* To do
Could you resume the piece on Philippine coins and their copper content, writing on from its last sentence?

--- Start of Selection ---

What do you think can our humble Piso and Sentimo do nowadays? Do they still have material value?
I asked my friends these questions and they all gave me a question instead of an answer – what question is that? Even Kulas, who I resurrected, gave me a wink and asked me “are you drinks? (translated as one too many drinks in short are you drunk?) Can you buy a small candy with your Piso or sentimo? They are only good for the church – pang simbahan na lang yan.”
They are probably right however, there are people who would say otherwise especially the two Taiwanese traders who were caught recently by NBI buying our coins, not in small quantity but tons of it.
What prompted these so-called traders to buy our Piso? Obviously, our Piso is money but that is not important to them. What is important to them is the metal that is inside called copper (CU) that would give them huge profit because they are very cheap and available everywhere in our country.
The circulating Phillipine Peso coins (25 cents, 1.00, 5.00 and 10.00 pesos ) are made up of 25% nickel and 75% copper.
Nowadays, copper is used in products such as electronics, structural engineering, household products, and a host of other things . The electrical wires, roofing materials and the integrated circuits of the computer you are using now have copper inside.

--- End of Selection ---
--- Start of Data shown ---

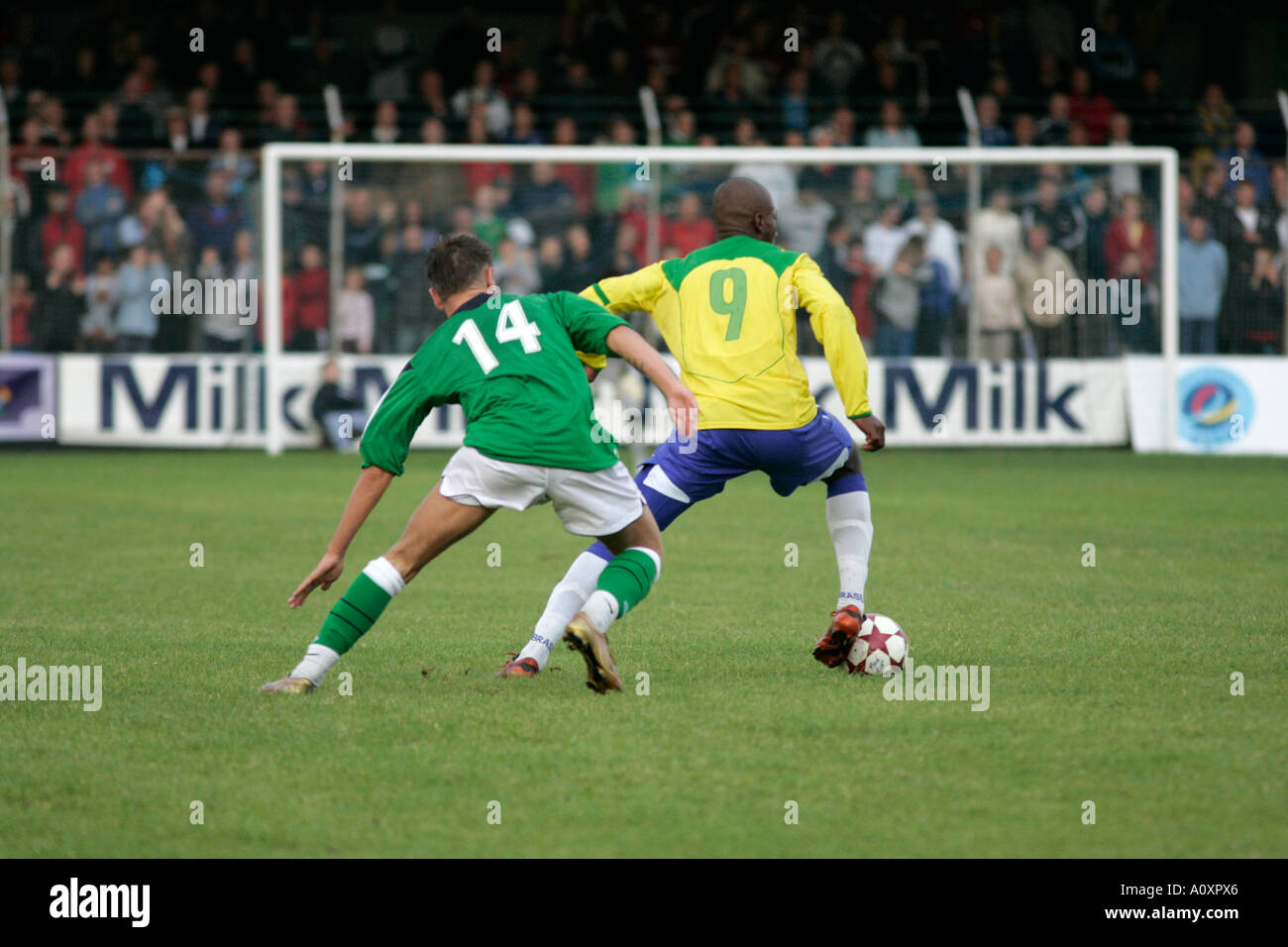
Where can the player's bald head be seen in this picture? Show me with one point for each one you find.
(743, 208)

--- End of Data shown ---

* Reply to the exercise
The data from world metals exchanges shows that copper prices are getting up. It has has risen to nearly $7,000 a tonne on the back of strong demand and worries over supply. The most recent price of copper (CU) from the LME (London Metal Exchange), Monday, 27 November 2006 is as follows:
Cash : $3.1928 per pound | 3-Month : $3.2114 per pound
Check here and here.
Our Piso, in case you do not know silently found a place in the U.A.E. and created a stir which unfortunately entered in Wikipedia as Fraud problem with 1 peso coin
By August 2006, it became publicly known that the 1 peso coin has the same size as 1 United Arab Emirates dirham. But 1 peso is only 7 fils (0.07 dirham) worth, leading to dispense machines frauds in the U.A.E..
As they always say in metals exchanges: “All metals are precious.” And so our Piso is!
To our humble Piso, bow.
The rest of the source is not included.